TASK SET -
a – According to the market post, what does Caterpillar admit its better-than-expected earnings were directly related to?
b – List every company named in the market post.

DOCUMENT PASSAGE -
Posted At : July 23, 2009 12:19 PM
*Tale of two markets*
It is the best of times – The joy of stimulation
In what seems like an act of defiance, the market continues to make new highs. Investors are clearly betting on a rapid recovery, and the news has been pretty good. By all accounts, the economy is improving, and the Leading Indicators, which include the stock market, say just that. This is right in line for what we have been saying for sometime. The stimulus would have the desired affect. Just ask Caterpillar (CAT), who reported far better earnings than expected, which even they admit was directly related to the governments stimulus spending. Add in 0% interest rates to banks, which is an indirect form of stimulus, and you’ve got welfare for the rich guys. Is it really any surprise that Goldman and JPMorgan are making record profits on the underwriting and trading side of the business? Hell, if I could eliminate 80% of my competition, borrow at 0% and have the government as my bodyguard, my profits would grow too! Although, under the radar, JPMorgan’s consumer credit, credit card, and other business groups are losing money big-time. How does it feel to know that we bailed out Goldman who then parlayed it into record profits which will translate into multi-million dollar bonuses (as the rest of the country wallows)? Gotta love socialism, as long as your friends with Politburo members that is!

ENTRIES -
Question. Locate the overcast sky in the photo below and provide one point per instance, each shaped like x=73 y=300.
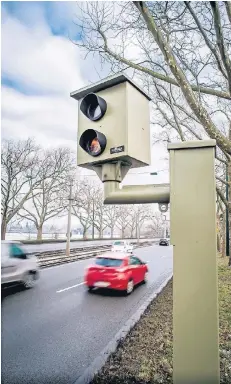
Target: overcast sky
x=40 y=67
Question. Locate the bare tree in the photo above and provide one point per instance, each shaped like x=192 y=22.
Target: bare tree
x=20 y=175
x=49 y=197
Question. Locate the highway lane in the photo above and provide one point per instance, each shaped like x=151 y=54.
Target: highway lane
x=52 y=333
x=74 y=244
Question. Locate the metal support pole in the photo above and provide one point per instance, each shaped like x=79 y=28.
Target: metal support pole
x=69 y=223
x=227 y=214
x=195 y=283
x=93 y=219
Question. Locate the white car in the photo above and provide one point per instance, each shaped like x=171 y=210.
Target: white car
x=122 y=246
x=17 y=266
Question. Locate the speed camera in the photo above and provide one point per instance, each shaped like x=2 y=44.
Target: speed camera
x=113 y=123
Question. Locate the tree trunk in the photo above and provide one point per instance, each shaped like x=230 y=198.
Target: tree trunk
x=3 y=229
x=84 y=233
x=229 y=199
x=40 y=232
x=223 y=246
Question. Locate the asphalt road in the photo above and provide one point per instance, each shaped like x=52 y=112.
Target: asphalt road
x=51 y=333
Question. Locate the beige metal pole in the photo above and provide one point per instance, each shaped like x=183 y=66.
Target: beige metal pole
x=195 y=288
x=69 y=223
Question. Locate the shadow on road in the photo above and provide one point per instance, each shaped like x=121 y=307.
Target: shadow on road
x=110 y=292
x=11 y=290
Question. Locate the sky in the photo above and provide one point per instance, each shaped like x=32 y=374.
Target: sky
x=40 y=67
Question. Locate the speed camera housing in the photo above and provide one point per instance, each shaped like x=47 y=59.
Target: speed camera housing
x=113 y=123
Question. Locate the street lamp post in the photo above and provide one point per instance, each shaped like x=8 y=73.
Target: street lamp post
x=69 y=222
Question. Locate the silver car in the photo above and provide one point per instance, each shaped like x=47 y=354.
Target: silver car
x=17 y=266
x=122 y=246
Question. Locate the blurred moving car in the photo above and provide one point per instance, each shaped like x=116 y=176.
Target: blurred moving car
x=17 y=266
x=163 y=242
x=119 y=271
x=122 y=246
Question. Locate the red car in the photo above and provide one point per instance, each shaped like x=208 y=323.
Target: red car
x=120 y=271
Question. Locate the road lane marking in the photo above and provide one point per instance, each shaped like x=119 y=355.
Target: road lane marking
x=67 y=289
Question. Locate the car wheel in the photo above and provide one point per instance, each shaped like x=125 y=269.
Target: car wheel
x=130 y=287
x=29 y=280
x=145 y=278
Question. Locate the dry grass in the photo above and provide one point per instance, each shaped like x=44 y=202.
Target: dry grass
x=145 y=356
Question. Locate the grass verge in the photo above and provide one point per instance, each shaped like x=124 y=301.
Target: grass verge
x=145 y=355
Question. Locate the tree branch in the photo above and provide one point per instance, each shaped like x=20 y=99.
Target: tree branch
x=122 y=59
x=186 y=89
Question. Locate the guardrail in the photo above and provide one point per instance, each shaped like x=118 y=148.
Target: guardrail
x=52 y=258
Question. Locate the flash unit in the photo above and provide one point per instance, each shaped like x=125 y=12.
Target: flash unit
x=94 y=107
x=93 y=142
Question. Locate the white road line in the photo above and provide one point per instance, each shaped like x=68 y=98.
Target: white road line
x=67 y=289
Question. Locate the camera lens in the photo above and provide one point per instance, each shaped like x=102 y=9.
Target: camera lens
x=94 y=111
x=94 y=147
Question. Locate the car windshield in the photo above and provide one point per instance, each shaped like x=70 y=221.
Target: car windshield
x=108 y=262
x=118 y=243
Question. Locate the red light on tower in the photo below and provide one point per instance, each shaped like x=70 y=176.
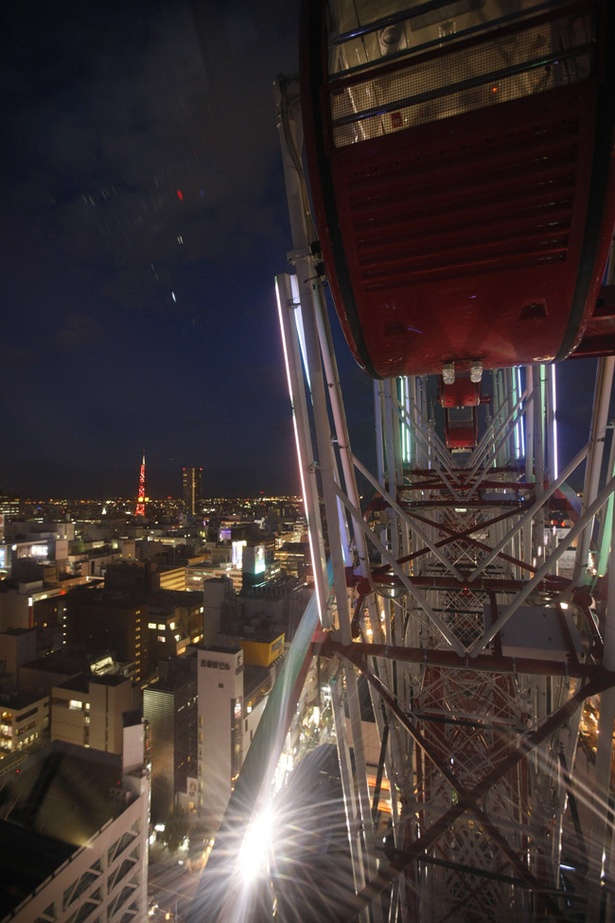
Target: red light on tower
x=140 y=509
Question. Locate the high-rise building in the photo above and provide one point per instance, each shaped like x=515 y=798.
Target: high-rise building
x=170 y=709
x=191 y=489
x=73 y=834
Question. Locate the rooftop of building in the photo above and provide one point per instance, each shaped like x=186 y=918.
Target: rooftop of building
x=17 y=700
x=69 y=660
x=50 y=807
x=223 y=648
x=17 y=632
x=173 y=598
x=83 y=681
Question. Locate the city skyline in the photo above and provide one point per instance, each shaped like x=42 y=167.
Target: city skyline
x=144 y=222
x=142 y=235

ANSWERS TO THE EXERCISES -
a – The government's stimulus spending.

b – Caterpillar (CAT), Goldman, JPMorgan